Business Model & Resources
This section helps you identify strategic inputs from:
Your business model - Using the Business Model Canvas (BMC).
Internal resources - Using the Resource Based View (RBV) technique.
Business Model Canvas
The Business Model Canvas was developed by Alexander Osterwalder and Yves Pigneur to give a bird’s-eye view of how an organisation or product operates and creates value. As well as ensuring your business model is well designed, it can also help you identify strategic opportunities. For example, looking at new ways to distribute to customers to increase market share. Full details on how to create this and identify strategic opportunities are here.
Resource Based View (RBV)
This technique originated from Jay Barney's 1991 article "Firm Resources and Sustained Competitive Advantage". Within your business model, you may have internal aspects that can give you a competitive advantage.
In David Aaker’s brand equity model, these are seen as valuable resources and capabilities that give a brand or product a strong competitive advantage. They can provide credibility and establish trust. For example, owning a patent that provides strong evidence of expertise. They include:
Intellectual Property (IP) - This includes aspects like trademarks, copywritten material and patents.
Digital assets - This includes aspects like unique content, domain names and proprietary software.
Relationships - This includes aspects like supplier and distributor relationships that cannot be copied.
Brand elements - This includes aspects like colour palettes, characters and jingles.
Proprietary processes - For example, you have optimised processes for delivering physical goods or providing personalised customer support.
You should identify these assets and store them centrally. You can then review them to ensure they are properly protected and have no unauthorised usage.
Determining resources
These are determined using the VRIN criteria:
Valuable - Resource that helps efficiency, effectiveness or customer satisfaction.
Rare - The resource must be rare within the industry.
Inimitable - Competitors cannot easily replicate.
Non-substitutable - Cannot be replaced by other solutions that provide similar benefits.
Process
Identify resources that make the organisation unique.
Evaluate these against the VRIN criteria. They must meet all of them.
Develop a strategy to leverage these.
Invest in these aspects to maintain competitive advantage.
Links to the Business Model Canvas
You can use the BMC to look for these advantages. For example:
Key activities - You are a world-renowned expert in creating business strategy.
Key partners - You own a large share of a distribution company, resulting in lower shipping costs.
Monetising assets
Licensing - For example, where you have a patent and can charge another organisation to use it. Ensure this aligns with your brand to protect your integrity.
Merchandising - For example, using logos to create branded t-shirts.
Strategic partnership opportunities. Here are some examples:
Technology
Enhancement - This is where you enhance a partner’s capabilities. For example, you own a security camera patent and work with a car manufacturer to improve their vehicle security.
Joint development - This is where you combine your technology or operating methods to create new capabilities. For example, you own a moisturiser patent and partner with a beauty company to develop a new product.
Process
Efficiency - Where your unique processes can provide an advantage to a partner. For example, you have optimised product ordering and can reduce their costs considerably.
Customer experience - Where your unique processes can provide your partner’s customers with a much better experience. For example, you have created a room booking system that customers can use themselves. Your university partners want to use this for external speakers to plan their own events.

Coordinate annotation entries →
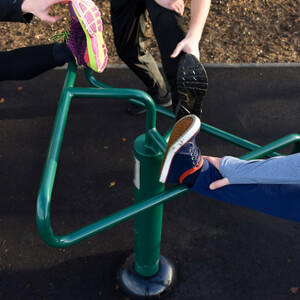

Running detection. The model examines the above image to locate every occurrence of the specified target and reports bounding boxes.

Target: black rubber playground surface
[0,65,300,300]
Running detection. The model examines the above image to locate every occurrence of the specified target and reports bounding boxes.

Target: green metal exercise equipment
[36,63,300,299]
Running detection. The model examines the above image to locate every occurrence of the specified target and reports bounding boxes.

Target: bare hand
[154,0,184,15]
[21,0,65,23]
[203,156,230,190]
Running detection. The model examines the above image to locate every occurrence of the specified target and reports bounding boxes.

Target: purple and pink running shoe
[67,0,108,72]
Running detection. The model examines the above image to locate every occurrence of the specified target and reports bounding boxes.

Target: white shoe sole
[159,115,201,183]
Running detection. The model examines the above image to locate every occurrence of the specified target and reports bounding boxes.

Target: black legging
[111,0,185,89]
[0,43,74,81]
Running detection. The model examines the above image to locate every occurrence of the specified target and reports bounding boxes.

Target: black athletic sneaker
[172,54,208,120]
[128,91,172,115]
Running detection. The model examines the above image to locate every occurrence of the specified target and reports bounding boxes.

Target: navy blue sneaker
[159,115,203,183]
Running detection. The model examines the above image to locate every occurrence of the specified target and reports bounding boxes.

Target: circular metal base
[117,255,175,299]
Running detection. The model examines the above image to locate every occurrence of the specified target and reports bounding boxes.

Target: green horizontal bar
[37,185,188,248]
[37,64,300,247]
[201,123,280,157]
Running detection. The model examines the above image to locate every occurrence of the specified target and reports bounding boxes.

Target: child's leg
[0,43,75,81]
[191,159,300,222]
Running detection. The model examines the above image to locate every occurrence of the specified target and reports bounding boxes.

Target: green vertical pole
[134,135,164,277]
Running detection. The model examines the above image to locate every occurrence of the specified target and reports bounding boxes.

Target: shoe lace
[52,31,70,43]
[189,143,200,166]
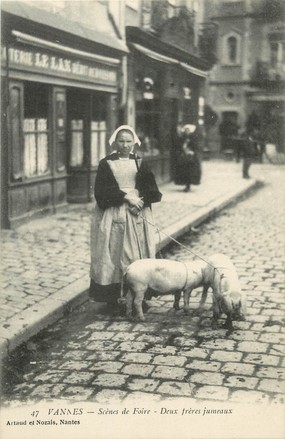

What this task involves → Please print the part of the business model and resources text starting at "Determining resources" and ending at "the organisation unique.", word for word.

Task result →
Determining resources
These are determined using the VRIN criteria:
Valuable - Resource that helps efficiency, effectiveness or customer satisfaction.
Rare - The resource must be rare within the industry.
Inimitable - Competitors cannot easily replicate.
Non-substitutable - Cannot be replaced by other solutions that provide similar benefits.
Process
Identify resources that make the organisation unique.